Texte à lire

En particulier, alors que l’article L.442-6-I-5° doit s’appliquer quel que soit le statut de la victime ou la nature de l’activité exercée par celle-ci (Cass. Com. 16 déc. 2008, n°07-18.050 et 6 fév. 2007, n°03-20.463), l’arrêt de la Cour d’appel de Paris que nous commentions (29 juin 2016 n°14/07291) excluait l’application de cette disposition en raison de l’interdiction faite aux avocats d’exercer une activité commerciale, en application de l’article 1.1 du RIN et de l’article 111 du décret du 27 novembre 1991.

Dans ce même article, et du fait de l’adoption du décret n° 2016-882 du 29 juin 2016 qui autorise les avocats à pratiquer des activités commerciales « présentant un lien de connexité avec celle de leur profession », nous pensions que  « … la nouvelle autorisation de la loi devrait entraîner une modification de la position de la jurisprudence, et permettre aux avocats d’obtenir la réparation des ruptures brutales de relations courantes d’affaires dont ils sont victimes – et auteurs - constituant ainsi un nouvel élément de l’assimilation du cabinet d’avocats à une entreprise ».

C’est ainsi qu’un arrêt de la 2ème Chambre civile de la Cour de Cassation, rendu le 3 mai 2018 (n°17-11.926), a admis pour la première fois au bénéfice de notre profession, non pas l’application de l’article L.442-6-I-5°, mais celle de l’article L.441-6, en jugeant que l’avocat a droit au remboursement des frais forfaitaires de recouvrement, exposés pour obtenir le règlement de ses honoraires, et que l’octroi de cette indemnité relève de la compétence d’attribution exclusive du bâtonnier taxateur.

Munis de cette jurisprudence, nous n’avons pas manqué de réclamer sa mise en œuvre dans les procédures dont nous sommes saisis, devant le bâtonnier, en application des dispositions des articles 174 et suivants du décret, en matière de fixation des honoraires.

C’est ainsi que par décision en date du 8 novembre 2018 (non publiée), le bâtonnier de Paris a admis pour la première fois la mise en œuvre de ce texte et a condamné le client à payer l’indemnité forfaitaire de recouvrement à l’égard des deux cabinets demandeurs.

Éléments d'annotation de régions

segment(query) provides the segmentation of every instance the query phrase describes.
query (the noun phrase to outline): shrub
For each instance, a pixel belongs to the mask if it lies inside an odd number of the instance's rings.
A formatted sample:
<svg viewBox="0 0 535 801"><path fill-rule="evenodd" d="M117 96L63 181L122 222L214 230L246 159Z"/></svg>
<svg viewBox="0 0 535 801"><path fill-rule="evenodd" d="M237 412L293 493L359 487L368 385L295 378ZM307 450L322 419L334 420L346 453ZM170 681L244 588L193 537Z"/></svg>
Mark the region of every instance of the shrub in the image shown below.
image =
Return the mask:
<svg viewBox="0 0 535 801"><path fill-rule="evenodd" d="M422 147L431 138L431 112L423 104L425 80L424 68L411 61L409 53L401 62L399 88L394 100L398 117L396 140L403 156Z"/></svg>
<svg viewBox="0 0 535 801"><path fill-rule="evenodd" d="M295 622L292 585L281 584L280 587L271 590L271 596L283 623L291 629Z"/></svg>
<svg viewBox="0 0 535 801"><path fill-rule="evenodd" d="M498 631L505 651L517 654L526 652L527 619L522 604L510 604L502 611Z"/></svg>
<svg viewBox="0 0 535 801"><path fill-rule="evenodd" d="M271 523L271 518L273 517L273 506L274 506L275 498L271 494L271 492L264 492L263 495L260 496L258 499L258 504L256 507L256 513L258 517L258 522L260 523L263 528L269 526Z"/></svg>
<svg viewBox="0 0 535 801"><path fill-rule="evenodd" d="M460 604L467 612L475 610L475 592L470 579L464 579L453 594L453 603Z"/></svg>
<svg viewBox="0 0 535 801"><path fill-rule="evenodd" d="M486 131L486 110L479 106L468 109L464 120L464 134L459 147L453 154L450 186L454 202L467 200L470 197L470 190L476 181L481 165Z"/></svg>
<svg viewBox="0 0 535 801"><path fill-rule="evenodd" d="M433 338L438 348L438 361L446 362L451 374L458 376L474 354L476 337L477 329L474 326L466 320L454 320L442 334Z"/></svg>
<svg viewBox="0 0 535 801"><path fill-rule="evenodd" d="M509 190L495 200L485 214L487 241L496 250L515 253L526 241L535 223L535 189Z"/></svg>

Consigne
Prolongez le texte sur le droit des avocats à l'indemnité forfaitaire de recouvrement, en reprenant après sa dernière phrase.

Corrigé
On tirera de ces décisions deux enseignements (1 et 2), et deux déductions (3 et 4) :

1. La Cour de cassation précise d’abord qu’en application de l’article L.441-6 du Code de commerce « tout professionnel en situation de retard de paiement est de plein droit débiteur, à l’égard du créancier prestataire de services, d’une indemnité forfaitaire pour frais de recouvrement, dont le montant est fixé à la somme de 40 euros [par l’article D.441-5 du même code ; ndlr] » : l’avocat bénéficie donc de cette disposition en tant que « créancier prestataire de services » à l’encontre de « tout professionnel », ce que valide désormais le barreau de Paris.

2. La Cour de cassation censure ensuite le Premier président qui s’était déclaré incompétent pour statuer sur cette réclamation : « attendu que pour rejeter la demande en paiement d’une indemnité forfaitaire de 40 euros par dossier formée par l’avocat à l’encontre de son client, société commerciale (…), l’ordonnance retient que le contentieux des honoraires d’avocat se distingue des actions en responsabilité civile engagées par le client, qui relèvent, quant à elles, des règles de procédure de droit commun. Qu’en statuant ainsi, alors que l’avocat, prestataire de services, relève des dispositions susvisées, le premier président, qui s’est prononcé par des motifs inopérants, a violé par refus d’application les textes susvisés » (Cass. Civ. 2ème, 3 mai 2018, n°17-11.926).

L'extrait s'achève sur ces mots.